(Records drawn from a dataset)
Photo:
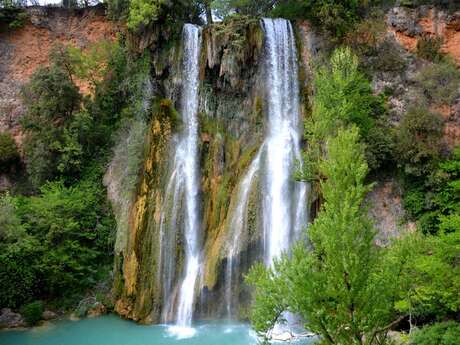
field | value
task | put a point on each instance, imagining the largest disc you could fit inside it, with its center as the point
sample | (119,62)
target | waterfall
(187,151)
(183,190)
(237,224)
(284,199)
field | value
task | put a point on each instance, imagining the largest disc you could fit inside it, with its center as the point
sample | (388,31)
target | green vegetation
(428,48)
(344,96)
(445,333)
(12,14)
(339,285)
(346,288)
(32,312)
(439,82)
(58,242)
(433,200)
(9,155)
(418,140)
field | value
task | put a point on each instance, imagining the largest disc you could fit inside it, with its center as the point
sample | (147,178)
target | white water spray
(284,201)
(183,189)
(237,224)
(284,205)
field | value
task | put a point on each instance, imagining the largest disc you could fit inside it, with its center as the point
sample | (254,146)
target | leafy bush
(336,17)
(428,48)
(143,12)
(12,14)
(418,140)
(32,312)
(8,152)
(443,333)
(435,201)
(440,82)
(379,147)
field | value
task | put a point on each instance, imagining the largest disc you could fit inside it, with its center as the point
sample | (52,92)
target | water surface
(111,330)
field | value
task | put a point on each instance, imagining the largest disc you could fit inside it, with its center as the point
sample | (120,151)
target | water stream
(284,200)
(183,187)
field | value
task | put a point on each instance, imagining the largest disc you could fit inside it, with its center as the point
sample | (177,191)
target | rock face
(409,25)
(10,319)
(232,124)
(25,49)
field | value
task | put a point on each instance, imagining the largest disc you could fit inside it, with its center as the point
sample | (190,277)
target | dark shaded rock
(10,319)
(404,20)
(97,309)
(49,315)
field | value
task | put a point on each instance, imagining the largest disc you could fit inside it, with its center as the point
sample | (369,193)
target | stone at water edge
(49,315)
(10,319)
(97,309)
(285,336)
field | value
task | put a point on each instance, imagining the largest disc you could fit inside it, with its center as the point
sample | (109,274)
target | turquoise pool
(111,330)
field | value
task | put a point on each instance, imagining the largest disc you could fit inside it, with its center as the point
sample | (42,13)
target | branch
(387,327)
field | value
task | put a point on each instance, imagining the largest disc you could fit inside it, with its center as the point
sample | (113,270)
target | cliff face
(24,50)
(232,124)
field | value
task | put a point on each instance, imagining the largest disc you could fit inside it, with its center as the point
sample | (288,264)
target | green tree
(8,152)
(144,12)
(434,201)
(443,333)
(418,140)
(343,96)
(431,277)
(337,283)
(51,98)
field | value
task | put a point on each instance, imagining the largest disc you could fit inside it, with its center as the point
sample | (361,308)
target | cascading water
(284,201)
(183,187)
(284,207)
(187,150)
(237,223)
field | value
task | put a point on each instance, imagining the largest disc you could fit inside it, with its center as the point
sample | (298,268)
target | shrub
(428,48)
(379,147)
(440,82)
(32,312)
(12,15)
(418,140)
(387,58)
(8,152)
(443,333)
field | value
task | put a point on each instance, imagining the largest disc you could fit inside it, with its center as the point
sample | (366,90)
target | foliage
(224,8)
(418,140)
(435,202)
(51,99)
(32,312)
(68,236)
(60,239)
(338,285)
(439,82)
(379,147)
(62,128)
(428,48)
(143,12)
(12,14)
(343,96)
(444,333)
(336,17)
(8,151)
(433,275)
(10,225)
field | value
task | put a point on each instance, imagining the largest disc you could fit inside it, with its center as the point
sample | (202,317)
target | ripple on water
(111,330)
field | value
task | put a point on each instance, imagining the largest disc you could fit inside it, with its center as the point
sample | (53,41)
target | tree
(337,283)
(8,152)
(418,140)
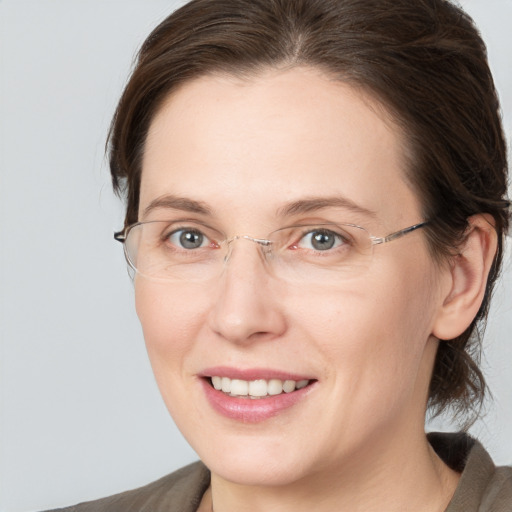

### Work task:
Each line from the one that holds "sample | (288,264)" through the end of the entries must be returned exactly, while any pictures stay out.

### Completed task:
sample | (288,264)
target | green tree
(8,152)
(144,12)
(434,201)
(443,333)
(418,140)
(343,96)
(431,277)
(337,283)
(51,98)
field | value
task | put a point on each instance, imagining the largest disc you could fit inside it, with its center as the point
sample | (361,308)
target | cascading water
(284,201)
(183,187)
(284,207)
(187,150)
(237,223)
field | value
task | put a point on each instance, imagining the largest disc you could fit inside it, with its center as the point
sample | (298,268)
target | shrub
(428,48)
(379,147)
(440,82)
(32,312)
(12,15)
(418,140)
(387,58)
(8,152)
(443,333)
field | value
task | put a point on each instance, imagining the largest disc you could fit inside it, with its center as the point
sample | (366,90)
target | foliage
(224,8)
(418,140)
(435,202)
(51,99)
(32,312)
(68,236)
(60,239)
(338,285)
(439,82)
(379,147)
(62,128)
(428,48)
(143,12)
(12,14)
(343,96)
(444,333)
(336,17)
(8,151)
(433,275)
(10,225)
field | value
task | put a point on each instance, imagining the largest disc you could fit inside it, with its center as the point
sample | (202,317)
target | ripple on water
(111,330)
field | value
task | put a point on each instance, imagining the largest disc you could fit inside it, with its center as the point
sample | (53,41)
target | tree
(337,283)
(8,152)
(418,140)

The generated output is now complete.